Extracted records
-.-.-

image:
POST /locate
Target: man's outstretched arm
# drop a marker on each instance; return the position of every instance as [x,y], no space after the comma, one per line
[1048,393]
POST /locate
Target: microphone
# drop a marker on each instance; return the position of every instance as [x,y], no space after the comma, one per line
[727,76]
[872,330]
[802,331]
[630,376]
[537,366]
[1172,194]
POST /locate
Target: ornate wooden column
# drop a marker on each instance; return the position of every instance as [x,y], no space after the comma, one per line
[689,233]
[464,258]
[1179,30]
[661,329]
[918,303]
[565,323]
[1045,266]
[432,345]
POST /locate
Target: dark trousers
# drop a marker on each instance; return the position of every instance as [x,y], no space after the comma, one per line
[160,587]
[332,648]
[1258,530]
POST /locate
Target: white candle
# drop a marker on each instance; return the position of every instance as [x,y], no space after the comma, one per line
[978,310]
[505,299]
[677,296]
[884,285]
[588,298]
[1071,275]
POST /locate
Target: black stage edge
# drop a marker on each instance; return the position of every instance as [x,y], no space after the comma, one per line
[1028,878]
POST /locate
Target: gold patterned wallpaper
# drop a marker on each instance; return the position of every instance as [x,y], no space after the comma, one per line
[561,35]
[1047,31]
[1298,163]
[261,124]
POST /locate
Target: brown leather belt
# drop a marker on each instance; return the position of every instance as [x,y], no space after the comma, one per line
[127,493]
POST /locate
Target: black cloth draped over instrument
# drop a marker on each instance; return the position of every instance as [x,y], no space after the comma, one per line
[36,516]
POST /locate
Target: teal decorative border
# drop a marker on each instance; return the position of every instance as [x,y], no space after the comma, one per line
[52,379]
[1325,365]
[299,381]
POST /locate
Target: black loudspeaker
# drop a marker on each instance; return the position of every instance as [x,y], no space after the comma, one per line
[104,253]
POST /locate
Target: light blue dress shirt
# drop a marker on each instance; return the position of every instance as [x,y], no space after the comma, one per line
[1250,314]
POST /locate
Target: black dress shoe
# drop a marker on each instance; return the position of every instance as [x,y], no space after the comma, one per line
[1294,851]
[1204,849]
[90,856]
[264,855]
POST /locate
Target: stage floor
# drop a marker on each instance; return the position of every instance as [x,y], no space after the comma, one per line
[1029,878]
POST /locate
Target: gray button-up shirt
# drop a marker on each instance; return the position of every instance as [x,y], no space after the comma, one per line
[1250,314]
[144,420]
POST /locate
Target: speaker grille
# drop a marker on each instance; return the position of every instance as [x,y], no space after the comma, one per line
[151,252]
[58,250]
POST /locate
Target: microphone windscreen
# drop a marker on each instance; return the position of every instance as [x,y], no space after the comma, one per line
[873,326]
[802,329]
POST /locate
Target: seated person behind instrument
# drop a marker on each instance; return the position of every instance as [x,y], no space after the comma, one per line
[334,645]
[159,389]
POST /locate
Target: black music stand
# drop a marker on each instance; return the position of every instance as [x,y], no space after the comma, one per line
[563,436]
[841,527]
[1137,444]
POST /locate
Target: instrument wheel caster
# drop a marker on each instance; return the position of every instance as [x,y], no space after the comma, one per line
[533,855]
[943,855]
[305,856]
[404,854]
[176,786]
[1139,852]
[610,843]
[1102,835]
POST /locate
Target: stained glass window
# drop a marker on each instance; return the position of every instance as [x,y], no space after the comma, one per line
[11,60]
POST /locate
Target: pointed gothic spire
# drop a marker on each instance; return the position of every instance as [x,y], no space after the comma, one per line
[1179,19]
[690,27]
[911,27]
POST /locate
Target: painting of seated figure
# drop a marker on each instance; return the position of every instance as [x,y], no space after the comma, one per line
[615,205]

-.-.-

- PROBLEM REQUIREMENTS -
Report every line of the rows above that contains the word "shirt", copying each one in full. Case counts.

- RESPONSE TO THE EXERCISE -
Target: light blue dress shirt
Target: gray button-up shirt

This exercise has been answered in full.